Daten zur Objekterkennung
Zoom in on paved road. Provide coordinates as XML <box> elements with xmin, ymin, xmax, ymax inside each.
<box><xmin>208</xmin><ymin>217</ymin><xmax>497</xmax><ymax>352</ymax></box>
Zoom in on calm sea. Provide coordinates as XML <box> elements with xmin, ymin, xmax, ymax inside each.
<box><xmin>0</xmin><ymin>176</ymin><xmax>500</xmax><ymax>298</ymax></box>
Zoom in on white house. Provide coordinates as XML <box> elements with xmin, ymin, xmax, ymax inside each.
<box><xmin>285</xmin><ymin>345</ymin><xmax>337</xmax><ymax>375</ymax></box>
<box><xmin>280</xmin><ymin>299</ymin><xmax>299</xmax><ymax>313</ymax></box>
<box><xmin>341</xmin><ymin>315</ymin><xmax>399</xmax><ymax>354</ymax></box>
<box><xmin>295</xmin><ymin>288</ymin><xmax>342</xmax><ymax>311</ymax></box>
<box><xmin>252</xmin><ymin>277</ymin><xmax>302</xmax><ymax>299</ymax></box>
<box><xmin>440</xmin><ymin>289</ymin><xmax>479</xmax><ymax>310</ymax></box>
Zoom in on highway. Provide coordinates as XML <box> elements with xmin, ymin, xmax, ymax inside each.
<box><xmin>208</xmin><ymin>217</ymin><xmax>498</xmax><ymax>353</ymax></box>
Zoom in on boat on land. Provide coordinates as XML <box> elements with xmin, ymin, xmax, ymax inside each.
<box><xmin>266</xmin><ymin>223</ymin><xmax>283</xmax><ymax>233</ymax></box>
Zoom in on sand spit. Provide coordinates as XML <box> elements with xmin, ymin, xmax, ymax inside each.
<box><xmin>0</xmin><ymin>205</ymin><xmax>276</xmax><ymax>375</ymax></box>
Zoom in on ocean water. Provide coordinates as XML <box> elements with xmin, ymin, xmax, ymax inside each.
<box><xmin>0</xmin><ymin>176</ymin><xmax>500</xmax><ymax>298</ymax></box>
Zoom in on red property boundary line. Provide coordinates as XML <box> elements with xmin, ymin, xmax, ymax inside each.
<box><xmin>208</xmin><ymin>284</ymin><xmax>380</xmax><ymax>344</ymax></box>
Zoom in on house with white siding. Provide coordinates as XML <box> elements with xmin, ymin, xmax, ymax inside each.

_ZIEL DER AUFGABE_:
Gib sämtliche Datensätze von oben Zeile für Zeile unverändert aus.

_LÖSUNG DER AUFGABE_:
Zoom in on paved road. Provide coordinates as XML <box> elements with xmin, ymin, xmax, ymax inside each.
<box><xmin>208</xmin><ymin>217</ymin><xmax>497</xmax><ymax>352</ymax></box>
Zoom in on calm sea. Provide coordinates as XML <box> elements with xmin, ymin, xmax, ymax inside each.
<box><xmin>0</xmin><ymin>176</ymin><xmax>500</xmax><ymax>298</ymax></box>
Zoom in on white house. Provide coordinates as XML <box> elements with xmin, ymin, xmax, ymax inside each.
<box><xmin>285</xmin><ymin>345</ymin><xmax>337</xmax><ymax>375</ymax></box>
<box><xmin>280</xmin><ymin>299</ymin><xmax>299</xmax><ymax>313</ymax></box>
<box><xmin>341</xmin><ymin>315</ymin><xmax>399</xmax><ymax>354</ymax></box>
<box><xmin>295</xmin><ymin>288</ymin><xmax>342</xmax><ymax>311</ymax></box>
<box><xmin>252</xmin><ymin>277</ymin><xmax>302</xmax><ymax>299</ymax></box>
<box><xmin>440</xmin><ymin>289</ymin><xmax>479</xmax><ymax>310</ymax></box>
Zoom in on highway. Provide coordinates as XML <box> elements with xmin, ymin, xmax, ymax inside each.
<box><xmin>208</xmin><ymin>217</ymin><xmax>498</xmax><ymax>353</ymax></box>
Zoom in on boat on land. Provide coordinates as XML <box> elements with xmin, ymin, xmax, ymax inside each.
<box><xmin>266</xmin><ymin>223</ymin><xmax>283</xmax><ymax>233</ymax></box>
Zoom in on sand spit. Provide coordinates as XML <box> elements with xmin, ymin, xmax, ymax inside each.
<box><xmin>0</xmin><ymin>205</ymin><xmax>276</xmax><ymax>375</ymax></box>
Zoom in on ocean water. Provide coordinates as XML <box> elements with xmin, ymin, xmax, ymax inside each.
<box><xmin>0</xmin><ymin>176</ymin><xmax>500</xmax><ymax>298</ymax></box>
Zoom in on red property boundary line. Provide coordinates as XML <box> elements with xmin, ymin, xmax, ymax inside each.
<box><xmin>208</xmin><ymin>284</ymin><xmax>380</xmax><ymax>344</ymax></box>
Zoom in on house with white siding. Provide coordinates as XML <box> elements with xmin, ymin, xmax, ymax inside each.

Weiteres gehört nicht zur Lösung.